━━━━━ Records shown

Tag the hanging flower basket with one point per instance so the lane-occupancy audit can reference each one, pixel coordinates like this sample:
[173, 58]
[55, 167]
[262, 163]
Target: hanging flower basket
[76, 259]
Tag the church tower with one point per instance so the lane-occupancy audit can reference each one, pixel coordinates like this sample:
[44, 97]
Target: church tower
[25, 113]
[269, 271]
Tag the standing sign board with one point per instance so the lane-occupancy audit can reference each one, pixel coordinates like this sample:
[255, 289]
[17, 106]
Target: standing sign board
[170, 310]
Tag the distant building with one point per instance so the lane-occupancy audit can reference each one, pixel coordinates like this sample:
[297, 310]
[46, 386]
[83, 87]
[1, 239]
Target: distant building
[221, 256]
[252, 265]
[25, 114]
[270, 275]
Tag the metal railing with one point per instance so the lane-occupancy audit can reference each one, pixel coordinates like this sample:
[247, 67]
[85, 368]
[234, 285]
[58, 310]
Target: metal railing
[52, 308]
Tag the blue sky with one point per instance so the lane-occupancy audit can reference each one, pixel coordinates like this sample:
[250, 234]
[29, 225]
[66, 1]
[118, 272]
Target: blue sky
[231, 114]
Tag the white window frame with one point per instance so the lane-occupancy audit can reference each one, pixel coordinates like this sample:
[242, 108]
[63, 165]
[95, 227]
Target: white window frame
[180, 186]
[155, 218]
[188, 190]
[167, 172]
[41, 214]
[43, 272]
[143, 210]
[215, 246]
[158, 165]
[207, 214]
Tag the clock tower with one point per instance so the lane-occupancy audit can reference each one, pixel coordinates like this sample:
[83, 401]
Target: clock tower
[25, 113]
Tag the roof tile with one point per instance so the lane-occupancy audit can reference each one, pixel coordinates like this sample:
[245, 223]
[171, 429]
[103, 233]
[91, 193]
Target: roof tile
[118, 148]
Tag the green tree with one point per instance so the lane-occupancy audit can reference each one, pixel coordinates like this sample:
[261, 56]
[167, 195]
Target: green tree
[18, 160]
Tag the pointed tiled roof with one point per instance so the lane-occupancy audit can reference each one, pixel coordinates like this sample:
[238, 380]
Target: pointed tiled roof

━━━━━━━━━━

■ **Request**
Using the data above, return each line exactly as written.

■ **Reply to the exercise**
Tag the hanging flower basket with one point per instance so the lane-occupancy audit can reference each one, pixel coordinates like this sample:
[173, 58]
[55, 167]
[262, 163]
Target: hanging flower basket
[76, 259]
Tag the church tower with one point per instance so the lane-occupancy audit can reference each one, pixel coordinates like this sample:
[44, 97]
Target: church tower
[25, 113]
[269, 271]
Tag the standing sign board with one point per instance so the lane-occupancy audit can reference each one, pixel coordinates like this sample:
[255, 289]
[17, 106]
Target: standing sign board
[170, 310]
Tag the distant building with one point per instance so the lane-occupancy audit can reference each one, pixel coordinates like this sample:
[297, 310]
[46, 386]
[83, 87]
[1, 239]
Target: distant building
[221, 256]
[252, 265]
[25, 114]
[270, 275]
Tag the metal railing with one point per instance so the lane-occupancy audit can reference each one, pixel coordinates like this sample:
[247, 67]
[85, 368]
[234, 285]
[58, 310]
Target: metal railing
[52, 308]
Tag the blue sky with one point per instance so the lane-occupancy audit can reference each one, pixel coordinates like this sample:
[250, 234]
[29, 225]
[66, 1]
[118, 272]
Target: blue sky
[231, 114]
Tag the white window frame with one point per instance so the lane-occupancy audit can reference each one, pixel coordinates like this sample:
[242, 108]
[63, 165]
[95, 227]
Target: white window frame
[180, 186]
[155, 218]
[188, 190]
[167, 172]
[41, 214]
[43, 272]
[143, 210]
[215, 246]
[158, 165]
[207, 214]
Tag the clock tower with one point per instance so the lane-occupancy audit can reference each one, pixel coordinates like this sample:
[83, 401]
Target: clock tower
[25, 113]
Tag the roof tile with one point per instance so the lane-occupancy audit can reference each one, pixel coordinates like this sample:
[245, 223]
[171, 429]
[103, 233]
[91, 193]
Target: roof tile
[118, 148]
Tag the green tree with one point per instance so the lane-occupancy audit can reference each one, pixel coordinates like this sample:
[261, 56]
[167, 195]
Target: green tree
[18, 160]
Tag the pointed tiled roof with one point per instance so the lane-occupancy audit can reference each one, pixel coordinates like this sample:
[238, 380]
Target: pointed tiled roof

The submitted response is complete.